**Stored entries**
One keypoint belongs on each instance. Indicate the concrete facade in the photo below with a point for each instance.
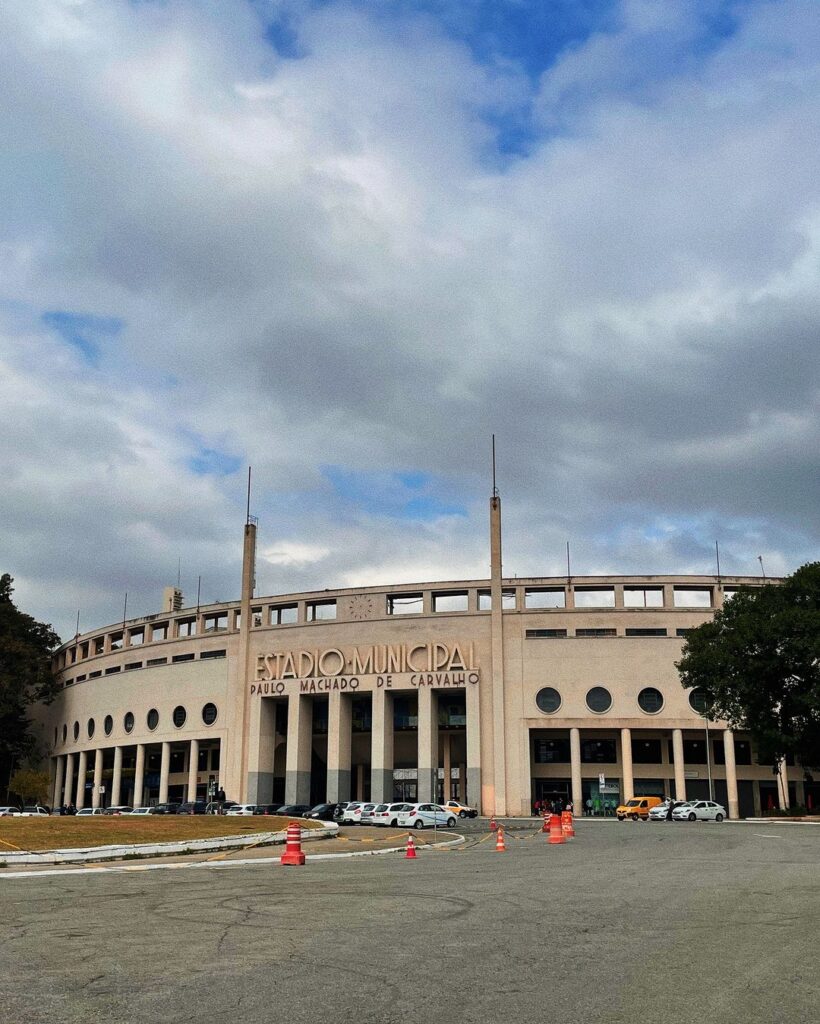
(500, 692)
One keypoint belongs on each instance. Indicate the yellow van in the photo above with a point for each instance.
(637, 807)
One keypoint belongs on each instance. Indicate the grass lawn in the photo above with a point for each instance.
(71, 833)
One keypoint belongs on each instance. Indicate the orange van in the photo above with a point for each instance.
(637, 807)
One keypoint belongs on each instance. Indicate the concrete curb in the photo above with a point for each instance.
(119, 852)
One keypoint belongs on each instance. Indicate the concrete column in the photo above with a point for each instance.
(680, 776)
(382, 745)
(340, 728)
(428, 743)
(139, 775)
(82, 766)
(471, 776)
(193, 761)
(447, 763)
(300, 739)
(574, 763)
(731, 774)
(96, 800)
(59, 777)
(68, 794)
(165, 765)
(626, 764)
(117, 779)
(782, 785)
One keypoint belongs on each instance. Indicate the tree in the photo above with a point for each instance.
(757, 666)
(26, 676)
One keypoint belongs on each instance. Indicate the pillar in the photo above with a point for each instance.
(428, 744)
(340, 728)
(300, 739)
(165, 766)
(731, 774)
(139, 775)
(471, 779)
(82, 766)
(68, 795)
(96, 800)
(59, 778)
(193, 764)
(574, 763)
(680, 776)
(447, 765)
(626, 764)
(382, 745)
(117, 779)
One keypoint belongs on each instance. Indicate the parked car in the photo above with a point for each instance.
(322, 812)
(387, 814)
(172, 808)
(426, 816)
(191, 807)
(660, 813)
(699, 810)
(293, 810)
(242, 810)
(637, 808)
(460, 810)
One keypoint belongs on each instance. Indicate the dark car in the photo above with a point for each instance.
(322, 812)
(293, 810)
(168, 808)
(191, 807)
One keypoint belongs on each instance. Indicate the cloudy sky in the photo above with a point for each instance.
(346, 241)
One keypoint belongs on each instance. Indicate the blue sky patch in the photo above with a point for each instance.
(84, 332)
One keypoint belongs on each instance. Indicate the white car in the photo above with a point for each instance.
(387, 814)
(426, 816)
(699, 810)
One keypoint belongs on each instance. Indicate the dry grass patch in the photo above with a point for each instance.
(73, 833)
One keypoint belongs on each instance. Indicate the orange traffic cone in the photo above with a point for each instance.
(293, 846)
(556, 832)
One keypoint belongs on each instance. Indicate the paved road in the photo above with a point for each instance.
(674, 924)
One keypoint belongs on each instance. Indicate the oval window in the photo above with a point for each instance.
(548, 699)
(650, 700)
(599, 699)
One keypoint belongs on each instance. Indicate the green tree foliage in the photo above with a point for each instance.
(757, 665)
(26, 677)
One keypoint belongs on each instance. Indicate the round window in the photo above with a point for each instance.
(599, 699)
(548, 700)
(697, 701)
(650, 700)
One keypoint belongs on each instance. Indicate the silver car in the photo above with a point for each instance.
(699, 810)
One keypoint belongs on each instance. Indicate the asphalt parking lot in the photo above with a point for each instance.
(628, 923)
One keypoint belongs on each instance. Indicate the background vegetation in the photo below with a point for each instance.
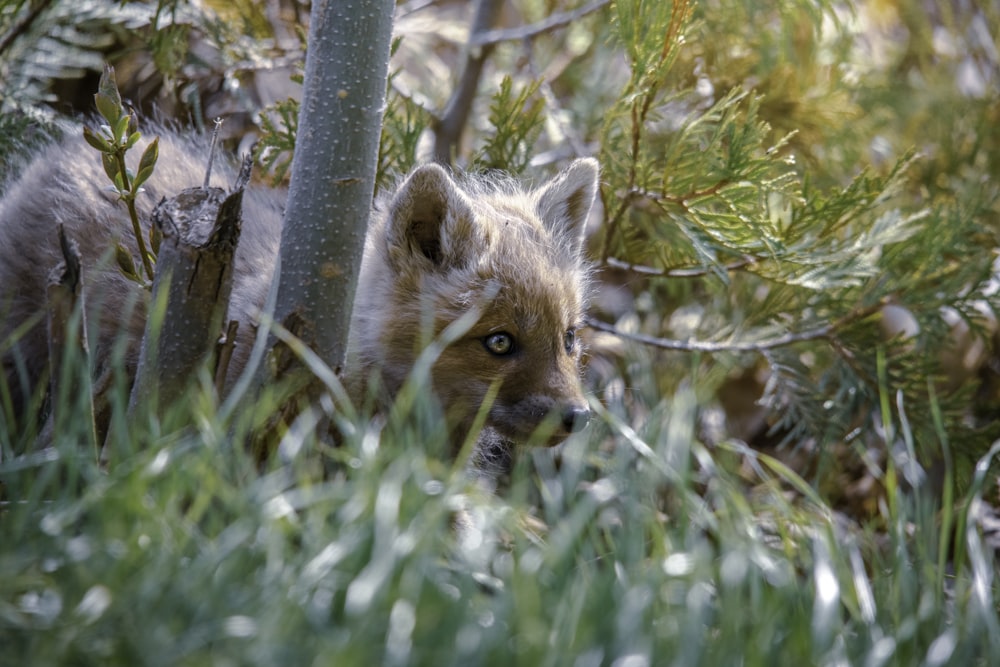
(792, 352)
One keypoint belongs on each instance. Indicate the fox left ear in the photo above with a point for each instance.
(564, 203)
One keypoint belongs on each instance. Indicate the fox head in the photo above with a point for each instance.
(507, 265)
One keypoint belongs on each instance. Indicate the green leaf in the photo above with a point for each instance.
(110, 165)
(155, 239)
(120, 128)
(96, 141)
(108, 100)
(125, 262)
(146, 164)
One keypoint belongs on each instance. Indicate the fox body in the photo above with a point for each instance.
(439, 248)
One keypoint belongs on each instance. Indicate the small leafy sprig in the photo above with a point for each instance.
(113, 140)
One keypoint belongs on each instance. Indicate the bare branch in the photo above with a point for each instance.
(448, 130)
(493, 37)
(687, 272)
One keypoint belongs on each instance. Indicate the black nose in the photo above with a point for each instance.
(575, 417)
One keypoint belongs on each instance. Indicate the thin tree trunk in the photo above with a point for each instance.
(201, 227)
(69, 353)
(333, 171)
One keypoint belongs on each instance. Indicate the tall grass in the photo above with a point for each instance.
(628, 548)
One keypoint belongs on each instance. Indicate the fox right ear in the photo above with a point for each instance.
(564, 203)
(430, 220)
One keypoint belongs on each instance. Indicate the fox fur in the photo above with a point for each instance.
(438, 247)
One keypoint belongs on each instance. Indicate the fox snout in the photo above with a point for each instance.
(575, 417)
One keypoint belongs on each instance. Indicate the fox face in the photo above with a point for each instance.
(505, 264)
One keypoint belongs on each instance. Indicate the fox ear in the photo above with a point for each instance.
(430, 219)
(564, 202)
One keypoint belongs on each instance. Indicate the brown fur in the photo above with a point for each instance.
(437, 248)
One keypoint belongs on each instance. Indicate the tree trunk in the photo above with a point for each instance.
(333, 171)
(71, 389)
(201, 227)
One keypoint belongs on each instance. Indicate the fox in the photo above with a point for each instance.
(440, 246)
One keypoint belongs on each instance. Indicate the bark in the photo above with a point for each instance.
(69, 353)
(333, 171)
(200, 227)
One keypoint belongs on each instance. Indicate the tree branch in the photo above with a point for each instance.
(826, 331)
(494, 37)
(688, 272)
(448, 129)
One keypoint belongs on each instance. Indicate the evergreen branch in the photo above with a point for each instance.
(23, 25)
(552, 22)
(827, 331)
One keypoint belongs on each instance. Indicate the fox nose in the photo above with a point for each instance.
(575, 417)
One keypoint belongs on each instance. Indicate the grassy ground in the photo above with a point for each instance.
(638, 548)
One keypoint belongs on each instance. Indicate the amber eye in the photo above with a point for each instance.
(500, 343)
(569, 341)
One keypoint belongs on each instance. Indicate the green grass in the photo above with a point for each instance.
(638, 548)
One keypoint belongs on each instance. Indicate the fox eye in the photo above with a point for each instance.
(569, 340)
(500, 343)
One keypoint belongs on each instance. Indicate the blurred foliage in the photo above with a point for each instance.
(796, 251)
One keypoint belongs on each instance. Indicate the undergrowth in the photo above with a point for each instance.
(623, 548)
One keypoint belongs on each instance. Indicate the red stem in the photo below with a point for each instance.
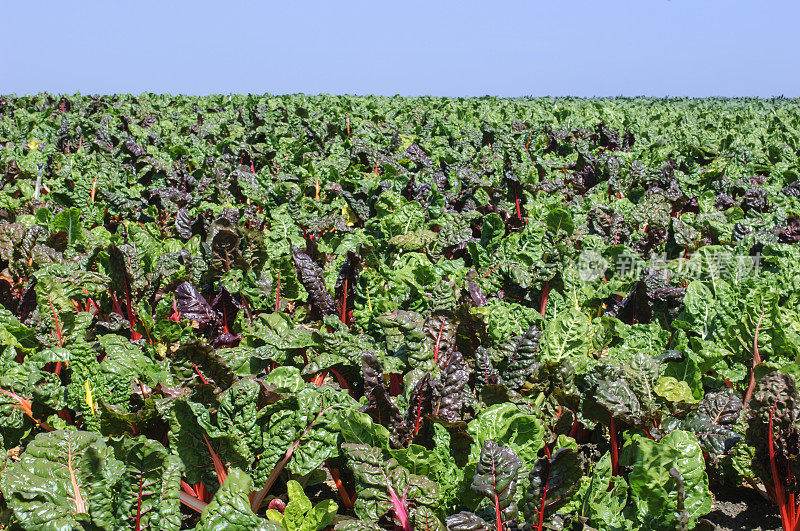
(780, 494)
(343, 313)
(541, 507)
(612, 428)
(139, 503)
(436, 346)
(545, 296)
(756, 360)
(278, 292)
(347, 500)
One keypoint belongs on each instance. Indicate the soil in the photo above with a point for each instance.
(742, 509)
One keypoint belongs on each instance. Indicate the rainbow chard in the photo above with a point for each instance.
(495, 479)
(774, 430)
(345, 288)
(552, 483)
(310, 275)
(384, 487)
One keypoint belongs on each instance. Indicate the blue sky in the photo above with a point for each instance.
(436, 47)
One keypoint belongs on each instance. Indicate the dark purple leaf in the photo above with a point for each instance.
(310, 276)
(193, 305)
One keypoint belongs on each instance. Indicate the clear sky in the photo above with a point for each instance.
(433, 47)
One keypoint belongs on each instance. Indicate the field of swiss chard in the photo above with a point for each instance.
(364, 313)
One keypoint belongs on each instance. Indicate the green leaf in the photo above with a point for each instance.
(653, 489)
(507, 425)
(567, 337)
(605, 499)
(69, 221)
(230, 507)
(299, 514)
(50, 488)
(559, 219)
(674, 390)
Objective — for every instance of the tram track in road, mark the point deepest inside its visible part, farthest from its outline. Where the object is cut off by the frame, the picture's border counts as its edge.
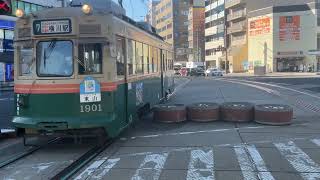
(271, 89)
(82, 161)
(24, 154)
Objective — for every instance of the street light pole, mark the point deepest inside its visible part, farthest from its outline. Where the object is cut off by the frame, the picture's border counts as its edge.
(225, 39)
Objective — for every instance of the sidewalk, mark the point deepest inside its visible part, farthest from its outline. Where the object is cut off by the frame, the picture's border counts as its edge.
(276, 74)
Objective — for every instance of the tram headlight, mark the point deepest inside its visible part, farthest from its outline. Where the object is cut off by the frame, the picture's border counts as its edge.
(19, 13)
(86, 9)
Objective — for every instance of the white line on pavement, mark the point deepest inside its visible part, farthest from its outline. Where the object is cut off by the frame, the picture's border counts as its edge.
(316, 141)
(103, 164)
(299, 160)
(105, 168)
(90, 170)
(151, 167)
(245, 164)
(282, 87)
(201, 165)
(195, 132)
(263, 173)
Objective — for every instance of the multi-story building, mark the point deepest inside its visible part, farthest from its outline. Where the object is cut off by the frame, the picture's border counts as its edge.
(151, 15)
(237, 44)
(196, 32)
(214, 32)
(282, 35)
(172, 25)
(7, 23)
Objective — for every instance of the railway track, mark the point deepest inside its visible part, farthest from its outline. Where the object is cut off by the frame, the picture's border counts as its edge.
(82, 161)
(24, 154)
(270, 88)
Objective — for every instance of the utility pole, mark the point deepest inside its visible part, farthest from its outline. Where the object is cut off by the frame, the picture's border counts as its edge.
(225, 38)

**Goal of the exercise**
Would you quote, exactly and only, the lines from the one containing "Objective — for every instance of the railway" to the end of the entries?

**Problem solution**
Objective — for every instance of the railway track, mark the point deepest inside its visible part, farthest from its outline. Where the object is cut off by the frame, the picture's border counts as its edge.
(82, 161)
(24, 154)
(270, 88)
Objective — for every instance of the utility pole, mark the point deepest inside its visible part, farthest from its outline. Where the object is cut off by the frame, the picture's border counts as its edge.
(225, 38)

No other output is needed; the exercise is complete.